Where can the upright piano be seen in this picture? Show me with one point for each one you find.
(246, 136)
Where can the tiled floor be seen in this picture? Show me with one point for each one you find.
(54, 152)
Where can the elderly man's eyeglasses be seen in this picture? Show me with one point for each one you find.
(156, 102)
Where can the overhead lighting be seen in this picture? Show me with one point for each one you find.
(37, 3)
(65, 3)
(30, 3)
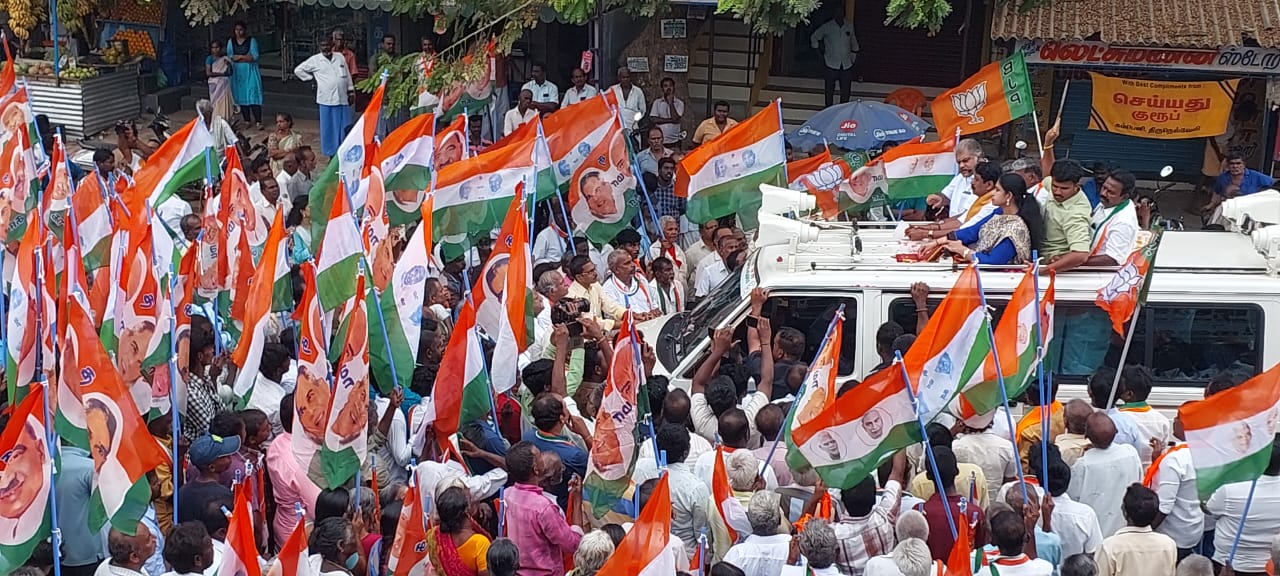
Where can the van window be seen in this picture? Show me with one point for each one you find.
(1182, 343)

# WHAT THE TASK REQUIRES
Reproduce exactly the line containing "Where can the van" and all lines after it through the end of the listing above; leave out every earlier line.

# SOLUTION FOR THIS EXERCISE
Where can the van window be seen in this picture? Show me with one point for each one you find.
(1182, 343)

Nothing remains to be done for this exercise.